**ASSIGNED TASK:** Some lines below hold "potted". Pick them out and copy them.

**RECORDS TO PROCESS:**
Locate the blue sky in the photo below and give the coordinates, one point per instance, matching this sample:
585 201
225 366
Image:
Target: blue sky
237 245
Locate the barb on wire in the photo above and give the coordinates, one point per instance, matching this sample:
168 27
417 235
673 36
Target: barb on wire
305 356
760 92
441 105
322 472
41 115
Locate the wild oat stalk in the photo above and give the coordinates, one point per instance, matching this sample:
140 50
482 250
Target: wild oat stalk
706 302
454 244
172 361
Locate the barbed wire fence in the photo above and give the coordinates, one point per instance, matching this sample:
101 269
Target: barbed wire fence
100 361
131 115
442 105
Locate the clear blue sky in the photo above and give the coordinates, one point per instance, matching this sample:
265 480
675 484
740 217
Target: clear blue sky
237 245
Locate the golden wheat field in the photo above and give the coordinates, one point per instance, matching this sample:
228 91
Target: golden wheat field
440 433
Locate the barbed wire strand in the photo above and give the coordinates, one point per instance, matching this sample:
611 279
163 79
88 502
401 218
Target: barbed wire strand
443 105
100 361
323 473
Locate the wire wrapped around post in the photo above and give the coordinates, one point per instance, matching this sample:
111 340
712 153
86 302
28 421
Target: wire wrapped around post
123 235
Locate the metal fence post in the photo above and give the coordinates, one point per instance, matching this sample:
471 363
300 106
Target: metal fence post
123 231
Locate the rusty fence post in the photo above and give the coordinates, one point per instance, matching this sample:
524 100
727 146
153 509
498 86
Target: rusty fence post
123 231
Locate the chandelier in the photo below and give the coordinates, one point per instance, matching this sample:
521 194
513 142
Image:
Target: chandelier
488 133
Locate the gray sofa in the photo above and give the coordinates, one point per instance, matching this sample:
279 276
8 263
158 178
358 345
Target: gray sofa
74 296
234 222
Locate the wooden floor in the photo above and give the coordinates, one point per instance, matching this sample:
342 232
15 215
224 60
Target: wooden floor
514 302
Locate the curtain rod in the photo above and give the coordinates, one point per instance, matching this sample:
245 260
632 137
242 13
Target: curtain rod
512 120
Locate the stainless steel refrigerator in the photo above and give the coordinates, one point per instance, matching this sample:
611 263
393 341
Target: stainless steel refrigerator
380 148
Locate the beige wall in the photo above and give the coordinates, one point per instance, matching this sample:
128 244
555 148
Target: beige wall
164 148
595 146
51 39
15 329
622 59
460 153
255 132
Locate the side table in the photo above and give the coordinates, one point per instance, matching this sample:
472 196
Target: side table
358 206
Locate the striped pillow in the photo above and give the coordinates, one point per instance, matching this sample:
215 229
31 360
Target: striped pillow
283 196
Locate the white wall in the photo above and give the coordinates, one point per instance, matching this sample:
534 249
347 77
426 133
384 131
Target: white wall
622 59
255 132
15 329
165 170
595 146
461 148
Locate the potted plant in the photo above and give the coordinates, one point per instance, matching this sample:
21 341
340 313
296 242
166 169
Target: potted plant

**PROBLEM SOLUTION:**
Locate the potted plant in the photo above and give the coordinates, one point per instance, matching this sample:
Target: potted plant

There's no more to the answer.